▶ [Dataset records]:
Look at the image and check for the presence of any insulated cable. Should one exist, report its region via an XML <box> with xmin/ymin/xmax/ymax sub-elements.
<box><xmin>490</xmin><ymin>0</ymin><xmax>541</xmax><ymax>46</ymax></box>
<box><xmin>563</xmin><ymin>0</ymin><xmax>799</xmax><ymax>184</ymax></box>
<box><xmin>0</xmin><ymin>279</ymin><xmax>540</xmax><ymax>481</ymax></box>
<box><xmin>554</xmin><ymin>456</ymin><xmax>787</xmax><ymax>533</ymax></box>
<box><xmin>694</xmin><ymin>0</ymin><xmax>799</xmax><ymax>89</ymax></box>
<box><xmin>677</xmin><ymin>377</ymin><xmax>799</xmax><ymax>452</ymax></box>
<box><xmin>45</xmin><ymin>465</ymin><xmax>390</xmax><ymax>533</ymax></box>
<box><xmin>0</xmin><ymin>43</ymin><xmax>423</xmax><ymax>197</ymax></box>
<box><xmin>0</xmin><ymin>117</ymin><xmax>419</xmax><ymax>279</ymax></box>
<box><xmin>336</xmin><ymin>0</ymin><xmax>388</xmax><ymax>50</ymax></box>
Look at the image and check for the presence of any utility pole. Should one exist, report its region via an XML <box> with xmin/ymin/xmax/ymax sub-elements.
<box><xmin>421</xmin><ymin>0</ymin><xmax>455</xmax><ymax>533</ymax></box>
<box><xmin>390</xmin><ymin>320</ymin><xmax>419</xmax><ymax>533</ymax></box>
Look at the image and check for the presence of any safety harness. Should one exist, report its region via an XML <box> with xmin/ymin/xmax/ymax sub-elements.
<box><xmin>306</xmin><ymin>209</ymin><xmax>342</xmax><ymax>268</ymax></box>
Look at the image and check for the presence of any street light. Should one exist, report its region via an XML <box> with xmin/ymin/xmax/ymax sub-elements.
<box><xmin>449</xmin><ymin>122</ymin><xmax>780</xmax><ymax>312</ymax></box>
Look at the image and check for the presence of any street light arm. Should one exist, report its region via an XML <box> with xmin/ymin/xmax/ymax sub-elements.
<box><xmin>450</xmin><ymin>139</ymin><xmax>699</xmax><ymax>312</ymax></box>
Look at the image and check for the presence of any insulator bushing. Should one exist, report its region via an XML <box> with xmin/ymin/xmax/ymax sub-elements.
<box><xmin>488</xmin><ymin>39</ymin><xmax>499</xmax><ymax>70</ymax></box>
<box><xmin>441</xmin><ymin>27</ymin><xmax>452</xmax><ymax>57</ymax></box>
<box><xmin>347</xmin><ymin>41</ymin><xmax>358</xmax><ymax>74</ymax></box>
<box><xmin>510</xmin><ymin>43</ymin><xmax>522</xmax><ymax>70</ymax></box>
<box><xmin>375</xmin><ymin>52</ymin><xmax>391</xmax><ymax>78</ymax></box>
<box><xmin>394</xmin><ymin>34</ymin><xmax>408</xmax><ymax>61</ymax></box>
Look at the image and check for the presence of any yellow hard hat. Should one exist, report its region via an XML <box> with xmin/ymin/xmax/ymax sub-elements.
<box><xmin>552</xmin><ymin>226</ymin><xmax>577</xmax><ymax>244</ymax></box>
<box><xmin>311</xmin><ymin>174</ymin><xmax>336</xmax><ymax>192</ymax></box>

▶ [What the exercise asks]:
List every line of the records above that contains the word "street", matching case exactly.

▶ [Written answer]:
Look at the image and check for the presence of any street light. Should one exist, report its region via an XML <box> with xmin/ymin/xmax/ymax sub-elements.
Look at the image and check for the presence of any street light arm. Should one exist, report its region via an XML <box> with xmin/ymin/xmax/ymax sub-elements.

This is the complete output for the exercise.